Start Reading text
Most account planning templates die in a shared drive. They get filled out once for QBR, then nobody opens them again until the next QBR.
That is not a template problem. That is a structure problem and a location problem. A good template forces the right conversations. A great template lives where the seller already works.
This post walks through the seven sections every strategic account plan needs, why each one matters, and how to put the whole thing inside Salesforce so it actually gets used. There is a free Excel template at the bottom you can download today and a path to making it living, breathing, and connected to your CRM tomorrow.
Why most account plans fail
Three reasons, every time.
First, they live outside the CRM. A PowerPoint deck or a Google Doc means the seller has to context switch, copy data twice, and remember to update both places. They will not.
Second, they are too long. A 40 slide deck no one reads is worse than a one page plan everyone does. The job of the template is to surface signal, not collect every fact ever known about the account.
End Reading text
Given instruction 1:
List every software product named by brand in the account planning post.
Given instruction 2:
According to the account planning post, how many sections does every strategic account plan need?
Given instruction 3:
Pick up the account planning post after its last sentence and keep writing in the same style.
The items that come next have nothing to do with the account planning post.
Start Supplied material
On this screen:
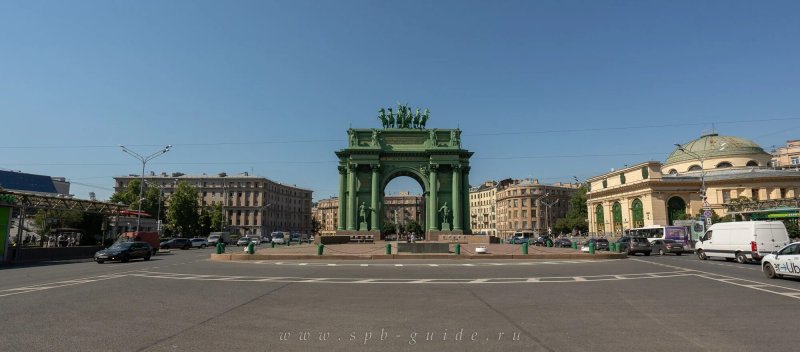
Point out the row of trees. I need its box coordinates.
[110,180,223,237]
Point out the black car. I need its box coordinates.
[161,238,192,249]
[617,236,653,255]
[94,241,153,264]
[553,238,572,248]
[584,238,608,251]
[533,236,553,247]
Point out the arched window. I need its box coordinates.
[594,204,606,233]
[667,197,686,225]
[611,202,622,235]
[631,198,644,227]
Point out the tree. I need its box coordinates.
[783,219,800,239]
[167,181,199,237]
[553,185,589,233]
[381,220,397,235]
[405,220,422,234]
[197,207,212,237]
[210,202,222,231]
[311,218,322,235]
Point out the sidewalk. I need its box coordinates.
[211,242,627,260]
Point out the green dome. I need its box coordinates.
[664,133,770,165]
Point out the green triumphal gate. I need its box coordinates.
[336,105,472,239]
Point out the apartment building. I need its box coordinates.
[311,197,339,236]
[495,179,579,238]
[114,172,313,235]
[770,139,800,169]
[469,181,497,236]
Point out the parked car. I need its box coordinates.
End Supplied material
Result 1:
Salesforce, Excel, PowerPoint, Google Doc

Result 2:
Seven.

Result 3:
Third, they are static. A real account plan changes when a stakeholder leaves, a competitor lands, or a new product ships. If your template is a snapshot, it is already wrong by the time you present it.
Fix all three and the plan becomes the operating system for the account.
The seven sections of a strong account plan
Every strategic account plan we see in the wild covers some version of these seven sections. Skip any of them and you leave money on the table or risk in the dark.
1. Account overview
The basics. Company name, industry, revenue, employee count, fiscal year, headquarters, key subsidiaries. Then the parts that actually matter: business priorities for the next 12 to 18 months, recent earnings commentary, leadership changes, M&A activity, and how your offering ties to one of their stated initiatives.
If you cannot connect your product to a board level priority for this account, you do not have a strategic account. You have a transactional one. Plan accordingly.
2. Stakeholder map
Who are the people. The economic buyer, the technical buyer, the user, the champion, the coach, the blocker. Their reporting lines. Who influences whom. Who you have met, who you have not, who is friendly, who is hostile.
The average enterprise B2B deal now involves between 6 and 10 stakeholders according to Gartner. If your plan lists three names, you are flying blind. For a deeper treatment of how to build one of these, see our stakeholder analysis guide.
3. Relationship strength
Map per stakeholder. For each name, score the relationship on a simple scale. Strong, neutral, weak, or unknown. Then ask the question that matters: who owns the relationship internally and what is the next action to strengthen it.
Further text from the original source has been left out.